■ **Your tasks**:
1: Please duplicate the passage of the TCG code quality text between "TBStatistics (TBS)" and "(total and atomic).", inclusive.
2: In the TCG code quality text, which structure receives the new field that links a Translation Block to its TBStatistics?
3: Write the next part of the TCG code quality text, starting after its final sentence.

This feature was developed as part of Google_Summer_of_Code_2019

Project Source Code

Project GitHub: https://github.com/vandersonmr/gsoc-qemu

Last Send Patches:

Code quality v6: https://www.mail-archive.com/qemu-devel@nongnu.org/msg639245.html
Linux Perf Support v1: https://www.mail-archive.com/qemu-devel@nongnu.org/msg637544.html

Abstract (from Internships/ProjectIdeas/TCGCodeQuality)

Measure Tiny Code Generation Quality

Status: Vanderson M. do Rosario <vandersonmr2@gmail.com> (vanderson on #qemu IRC) is working on this project for 2019 GSoC.

Mentor: Alex Bennée <alex.bennee@linaro.org> (stsquad on #qemu IRC)

Project Github: vandersonmr/gsoc-qemu [1]

Summary: in most applications, the majority of the execution time is spent in a very small portion of code. Regions of a code which have high-frequency execution are called hot while all other regions are called cold. As a direct consequence, emulators also spent most of their execution time emulating these hot regions and, so, dynamic compilers and translators need to pay extra attention to them. To guarantee that these hot regions are compiled/translated generating high-quality code is fundamental to achieve a final high-performance emulation. Thus, one of the most important steps in tuning an emulator performance is to identify which are the hot regions and to measure their translation quality.

TBStatistics (TBS)

Improving the code generation of the TCG backend is a hard task that involves reading through large amounts of text looking for anomalies in the generated code. It would be nice to have tools to more readily extract and parse code generation information. This would include options to dump:

The hottest Translations Blocks (TB) and their execution count (total and atomic).
Translation counters:
- The number of times a TB has been translated, uncached and spanned.
- The amount of time spent doing such translations and optimizations.
Code quality metrics:
- The number of TB guest, IR (TCG ops), and host instructions.
- The Number of spills during the register allocation.

For that reason, we collect all this information dynamically for every TB or for a specific set of TBs and store it on TBStatistics structures. Every TB can have one TBStatistics linked to it by a new field inserted in the TranslationBlock structure[2]. Moreover, TBStatistics are not flushed during tb_flush and they survive longer being able to be relinked to retranslated TBs using their keys (phys_pc, pc, flags, cs_base) to matches new TBs and their TBStats.

Not all stats in a TBStatistics need to be being collected. The stats_enabled flag can be used to set which stats are going to be collected/are enabled to a particular TBStatistics. The possible flags can be found in quemu-commons.h and they are: TB_NOTHING, TB_EXEC_STATS (to collect code and translations stats), TB_JIT_STATS (to collect executions stats), TB_JIT_TIME (to collect time stats) and TB_PAUSED.

■ **Data entries**:
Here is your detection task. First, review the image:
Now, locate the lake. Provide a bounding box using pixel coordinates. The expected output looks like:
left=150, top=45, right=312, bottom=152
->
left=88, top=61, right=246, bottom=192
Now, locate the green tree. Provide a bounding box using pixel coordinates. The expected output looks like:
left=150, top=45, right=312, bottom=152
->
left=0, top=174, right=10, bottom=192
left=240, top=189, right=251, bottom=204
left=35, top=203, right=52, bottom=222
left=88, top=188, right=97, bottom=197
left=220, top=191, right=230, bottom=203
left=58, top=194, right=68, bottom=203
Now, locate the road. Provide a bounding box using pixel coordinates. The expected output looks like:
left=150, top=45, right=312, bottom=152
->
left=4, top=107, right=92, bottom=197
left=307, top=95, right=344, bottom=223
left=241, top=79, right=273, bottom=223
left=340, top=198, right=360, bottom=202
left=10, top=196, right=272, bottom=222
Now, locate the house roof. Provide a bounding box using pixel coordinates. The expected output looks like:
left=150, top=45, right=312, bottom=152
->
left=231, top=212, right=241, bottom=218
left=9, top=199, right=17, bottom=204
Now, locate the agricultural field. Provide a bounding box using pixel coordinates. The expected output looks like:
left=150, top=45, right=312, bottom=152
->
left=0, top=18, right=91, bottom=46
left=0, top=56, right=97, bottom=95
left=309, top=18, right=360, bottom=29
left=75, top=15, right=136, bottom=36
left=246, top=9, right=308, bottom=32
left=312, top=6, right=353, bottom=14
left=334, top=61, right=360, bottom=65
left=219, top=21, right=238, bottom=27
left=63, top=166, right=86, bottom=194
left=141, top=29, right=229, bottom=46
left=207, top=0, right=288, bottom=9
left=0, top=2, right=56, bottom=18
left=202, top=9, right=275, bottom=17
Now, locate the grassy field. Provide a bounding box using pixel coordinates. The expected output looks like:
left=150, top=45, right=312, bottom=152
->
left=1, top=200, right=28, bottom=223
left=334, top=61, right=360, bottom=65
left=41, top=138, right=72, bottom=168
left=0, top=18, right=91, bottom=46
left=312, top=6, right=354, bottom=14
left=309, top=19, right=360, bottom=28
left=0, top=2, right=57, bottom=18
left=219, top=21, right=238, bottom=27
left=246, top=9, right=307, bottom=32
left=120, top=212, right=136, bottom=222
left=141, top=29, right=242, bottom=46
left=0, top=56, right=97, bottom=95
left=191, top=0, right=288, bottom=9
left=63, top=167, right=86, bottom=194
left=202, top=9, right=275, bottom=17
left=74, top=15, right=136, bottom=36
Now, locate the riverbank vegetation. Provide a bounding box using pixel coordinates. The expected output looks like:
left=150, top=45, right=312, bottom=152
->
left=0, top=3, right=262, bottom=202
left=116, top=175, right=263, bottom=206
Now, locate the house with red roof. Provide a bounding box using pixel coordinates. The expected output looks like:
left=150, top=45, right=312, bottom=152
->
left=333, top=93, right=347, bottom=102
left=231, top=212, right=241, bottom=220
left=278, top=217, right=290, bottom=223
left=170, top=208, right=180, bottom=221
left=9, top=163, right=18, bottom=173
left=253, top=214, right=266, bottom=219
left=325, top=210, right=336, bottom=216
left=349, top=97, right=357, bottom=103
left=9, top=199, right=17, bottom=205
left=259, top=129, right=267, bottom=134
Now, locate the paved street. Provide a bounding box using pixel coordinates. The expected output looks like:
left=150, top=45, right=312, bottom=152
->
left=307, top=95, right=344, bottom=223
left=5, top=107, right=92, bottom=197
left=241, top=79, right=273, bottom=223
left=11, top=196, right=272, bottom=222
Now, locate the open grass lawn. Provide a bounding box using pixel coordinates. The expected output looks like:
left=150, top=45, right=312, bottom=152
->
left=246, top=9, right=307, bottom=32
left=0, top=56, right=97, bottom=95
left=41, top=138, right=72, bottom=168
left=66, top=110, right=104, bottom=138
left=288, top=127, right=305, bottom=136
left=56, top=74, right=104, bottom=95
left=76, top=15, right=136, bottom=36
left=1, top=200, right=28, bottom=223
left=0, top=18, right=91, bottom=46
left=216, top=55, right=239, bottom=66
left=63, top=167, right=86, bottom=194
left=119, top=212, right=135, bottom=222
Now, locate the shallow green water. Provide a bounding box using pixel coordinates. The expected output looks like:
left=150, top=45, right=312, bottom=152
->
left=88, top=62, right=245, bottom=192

■ **Solved problems**:
1:
TBStatistics (TBS)

Improving the code generation of the TCG backend is a hard task that involves reading through large amounts of text looking for anomalies in the generated code. It would be nice to have tools to more readily extract and parse code generation information. This would include options to dump:

The hottest Translations Blocks (TB) and their execution count (total and atomic).

2: The TranslationBlock structure.

3:
struct TBStatistics {
    tb_page_addr_t phys_pc;
    target_ulong pc;
    uint32_t     flags;
    /* cs_base isn't included in the hash but we do check for matches */
    target_ulong cs_base;

    uint32_t stats_enabled;

    /* Execution stats */
    struct {
        unsigned long normal;
        unsigned long atomic;
        /* filled only when dumping x% cover set */
        uint16_t coverage;
    } executions;

    struct {
        unsigned num_guest_inst;
        unsigned num_tcg_ops;
        unsigned num_tcg_ops_opt;
        unsigned spills; 

        /* CONFIG_PROFILE */
        unsigned temps;
        unsigned deleted_ops;
        unsigned in_len;
        unsigned out_len;
        unsigned search_out_len;
    } code; 

    struct {
        unsigned long total;
        unsigned long spanning;
    } translations; 

    struct {
        int64_t restore;
        uint64_t restore_count;
        int64_t interm;
        int64_t code;
        int64_t opt;
        int64_t la;
    } time; 

    /* HMP information - used for referring to previous search */
    int display_id; 

    /* current TB linked to this TBStatistics */
    TranslationBlock *tb;
};

Creating and Storing TBStats

When a TB is going to be generated by calling tb_gen_code, we check if tbstats collection is enabled and if the current TB is not uncached. If so, we call tb_get_stats which either creates a new TBStatistics for that specific pc, phys_pc and flag or returns an already existing one (stored in a qht hash table in TBContext). Then, we get the default flags set through HMP or -d tb_stats argument. This default value will be used to set what stats are going to be collected for that TB.

    /*                                                                                                                                                              
     * We want to fetch the stats structure before we start code                                                                                                    
     * generation so we can count interesting things about this                                                                                                     
     * generation.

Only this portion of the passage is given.